**REQUIRED WORK**
In the forum thread on the 2009 Colnago below, copy everything from "## 89dk (Jul" down to "Super Record 14." word for word.

# 2009 Colnago---I want this so badly!



## 89dk (Jul 31, 2008)

Colnago is only making one steel frame now days but for 2009 they're going 1970's style on the Master X Light. I believe they're going to sell with a full chrome steel fork as well. What's not to love?


----------



## CleavesF (Dec 31, 2007)

Its so awesome to know that a company like this is still willing to stay true to their roots even at a loss of $$$. 

Good job Colnago. If you still make these in another 10 years, I will finally be able to afford it with full Super Record 14.


----------



## vxpro (Apr 4, 2008)

The blue is nice as well and yes, it comes with a 1" chrome Precisa fork. :thumbsup:


----------



## CIOCC FAN (Mar 3, 2007)

That blue would look cool with a aluminum (all silver) 10s Chorus group fitted...

Great, a new lust in the creation....


----------



## buck-50 (Sep 20, 2005)

No DT shifter bosses+OS tubing = FAIL.

The paint is really pretty and it looks the biz, but honestly, it would cost you less to buy an old Colnago super frame, have it stripped and professionally re-painted. As a bonus, you'd get a fork without straight blades, a threaded headset, DT shifter bosses AND the ability to run tires as wide as 28s. 

The downside is that it might weigh about half a pound more.


----------



## rcnute (Dec 21, 2004)

buck-50 said:


> No DT shifter bosses+OS tubing = FAIL.
> 
> The paint is really pretty and it looks the biz, but honestly, it would cost you less to buy an old Colnago super frame, have it stripped and professionally re-painted. As a bonus, you'd get a fork without straight blades, a threaded headset, DT shifter bosses AND the ability to run tires as wide as 28s.
> 
> The downside is that it might weigh about half a pound more.


Agreed. The frame isn't well-thought out.


----------



## buck-50 (Sep 20, 2005)

Just checked the price -over 2 grand- for the price of that frame, you could probably get an NOS super with full pantographing. 

I can't imagine spending that much on a steel frame that isn't totally custom.


----------



## il sogno (Jul 15, 2002)

Wow. They're beautiful!


----------



## Maybeck (Sep 30, 2004)

I rather have an '07 Extreme C and a '75 Super in Molteni colors. Actually I do, and if I could keep only one it would be the CF.


----------



## CurbDestroyer (Mar 6, 2008)

buck-50 said:


> No DT shifter bosses+OS tubing = FAIL. . . . .


Your right on about the DT Shifter bosses. The OS Ghibli tubing I don't mind so much.


----------



## buck-50 (Sep 20, 2005)

CurbDestroyer said:


> Your right on about the DT Shifter bosses. The OS Ghibli tubing I don't mind so much.

**DATA LISTING**
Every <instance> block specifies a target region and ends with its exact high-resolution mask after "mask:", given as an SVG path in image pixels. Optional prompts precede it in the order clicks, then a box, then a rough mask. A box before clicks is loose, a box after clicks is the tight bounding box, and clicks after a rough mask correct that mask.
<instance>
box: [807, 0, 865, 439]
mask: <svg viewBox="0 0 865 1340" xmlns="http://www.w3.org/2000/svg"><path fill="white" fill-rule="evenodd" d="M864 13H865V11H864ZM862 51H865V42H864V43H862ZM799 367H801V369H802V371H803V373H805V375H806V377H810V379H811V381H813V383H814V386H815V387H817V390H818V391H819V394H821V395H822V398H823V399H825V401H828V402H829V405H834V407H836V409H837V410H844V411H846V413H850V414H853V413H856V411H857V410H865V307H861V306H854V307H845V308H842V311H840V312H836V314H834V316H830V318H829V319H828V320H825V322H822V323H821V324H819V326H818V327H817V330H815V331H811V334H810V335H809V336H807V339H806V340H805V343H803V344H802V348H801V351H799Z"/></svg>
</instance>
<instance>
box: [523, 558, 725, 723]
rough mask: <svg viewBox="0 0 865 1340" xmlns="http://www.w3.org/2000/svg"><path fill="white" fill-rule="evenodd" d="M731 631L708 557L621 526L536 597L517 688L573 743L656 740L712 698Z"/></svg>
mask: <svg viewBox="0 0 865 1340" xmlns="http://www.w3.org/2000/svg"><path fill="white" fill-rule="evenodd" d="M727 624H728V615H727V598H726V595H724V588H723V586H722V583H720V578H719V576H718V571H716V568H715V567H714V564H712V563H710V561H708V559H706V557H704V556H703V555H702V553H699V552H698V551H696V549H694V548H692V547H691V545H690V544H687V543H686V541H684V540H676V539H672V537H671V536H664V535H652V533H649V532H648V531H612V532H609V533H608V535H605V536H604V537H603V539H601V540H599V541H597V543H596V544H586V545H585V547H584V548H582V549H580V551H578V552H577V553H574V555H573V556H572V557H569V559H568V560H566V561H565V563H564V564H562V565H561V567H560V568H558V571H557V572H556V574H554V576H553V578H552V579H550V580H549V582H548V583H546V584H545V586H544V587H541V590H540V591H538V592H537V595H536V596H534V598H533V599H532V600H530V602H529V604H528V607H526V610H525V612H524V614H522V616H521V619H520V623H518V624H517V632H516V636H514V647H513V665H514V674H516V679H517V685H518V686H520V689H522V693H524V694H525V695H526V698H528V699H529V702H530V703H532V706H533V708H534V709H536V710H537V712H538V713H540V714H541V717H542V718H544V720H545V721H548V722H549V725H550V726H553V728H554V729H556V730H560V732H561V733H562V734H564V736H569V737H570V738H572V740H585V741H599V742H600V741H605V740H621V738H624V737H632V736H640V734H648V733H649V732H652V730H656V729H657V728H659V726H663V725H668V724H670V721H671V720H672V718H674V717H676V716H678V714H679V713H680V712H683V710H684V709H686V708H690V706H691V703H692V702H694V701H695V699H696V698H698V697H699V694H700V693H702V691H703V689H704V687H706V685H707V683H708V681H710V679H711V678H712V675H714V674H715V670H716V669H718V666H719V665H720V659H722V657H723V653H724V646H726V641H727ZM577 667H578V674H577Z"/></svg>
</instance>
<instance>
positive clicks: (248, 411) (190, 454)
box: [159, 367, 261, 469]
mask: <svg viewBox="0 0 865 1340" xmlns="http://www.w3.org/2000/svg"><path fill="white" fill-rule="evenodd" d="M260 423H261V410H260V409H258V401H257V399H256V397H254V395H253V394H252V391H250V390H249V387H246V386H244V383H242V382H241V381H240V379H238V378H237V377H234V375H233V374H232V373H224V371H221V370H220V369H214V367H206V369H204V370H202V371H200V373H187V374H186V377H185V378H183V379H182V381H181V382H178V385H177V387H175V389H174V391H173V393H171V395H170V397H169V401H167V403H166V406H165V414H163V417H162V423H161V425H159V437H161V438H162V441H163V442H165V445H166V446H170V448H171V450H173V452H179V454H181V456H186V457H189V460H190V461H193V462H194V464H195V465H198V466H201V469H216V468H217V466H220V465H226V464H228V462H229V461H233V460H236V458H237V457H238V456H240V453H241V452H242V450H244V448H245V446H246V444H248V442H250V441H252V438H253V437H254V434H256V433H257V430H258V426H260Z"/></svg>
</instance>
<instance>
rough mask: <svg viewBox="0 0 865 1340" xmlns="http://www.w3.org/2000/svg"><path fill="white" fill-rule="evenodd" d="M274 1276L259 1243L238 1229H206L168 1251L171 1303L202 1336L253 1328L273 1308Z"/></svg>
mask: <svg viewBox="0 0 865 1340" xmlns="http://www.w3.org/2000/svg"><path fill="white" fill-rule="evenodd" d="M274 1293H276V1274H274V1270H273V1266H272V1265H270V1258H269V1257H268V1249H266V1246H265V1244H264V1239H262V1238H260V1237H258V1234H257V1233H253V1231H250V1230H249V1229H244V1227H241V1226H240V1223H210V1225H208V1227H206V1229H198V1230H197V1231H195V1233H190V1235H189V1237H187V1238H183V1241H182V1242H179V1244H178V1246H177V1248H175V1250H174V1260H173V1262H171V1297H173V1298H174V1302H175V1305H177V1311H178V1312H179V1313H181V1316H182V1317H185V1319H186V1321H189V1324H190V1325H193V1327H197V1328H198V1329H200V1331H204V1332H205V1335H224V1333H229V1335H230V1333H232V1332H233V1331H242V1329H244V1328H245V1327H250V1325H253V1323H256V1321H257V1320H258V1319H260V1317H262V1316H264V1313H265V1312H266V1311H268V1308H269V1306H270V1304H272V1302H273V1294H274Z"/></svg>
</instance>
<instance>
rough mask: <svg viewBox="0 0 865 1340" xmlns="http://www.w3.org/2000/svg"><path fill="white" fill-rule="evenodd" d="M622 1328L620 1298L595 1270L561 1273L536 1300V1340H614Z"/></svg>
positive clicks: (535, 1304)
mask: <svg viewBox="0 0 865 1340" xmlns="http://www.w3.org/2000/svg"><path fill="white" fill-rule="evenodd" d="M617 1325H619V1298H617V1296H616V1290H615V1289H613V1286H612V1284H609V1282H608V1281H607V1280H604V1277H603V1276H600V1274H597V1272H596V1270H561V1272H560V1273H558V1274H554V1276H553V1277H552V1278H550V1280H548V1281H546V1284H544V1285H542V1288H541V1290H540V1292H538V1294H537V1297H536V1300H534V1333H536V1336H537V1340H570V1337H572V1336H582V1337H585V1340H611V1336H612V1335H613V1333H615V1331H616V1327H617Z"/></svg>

**OUTPUT BELOW**
## 89dk (Jul 31, 2008)

Colnago is only making one steel frame now days but for 2009 they're going 1970's style on the Master X Light. I believe they're going to sell with a full chrome steel fork as well. What's not to love?


----------



## CleavesF (Dec 31, 2007)

Its so awesome to know that a company like this is still willing to stay true to their roots even at a loss of $$$. 

Good job Colnago. If you still make these in another 10 years, I will finally be able to afford it with full Super Record 14.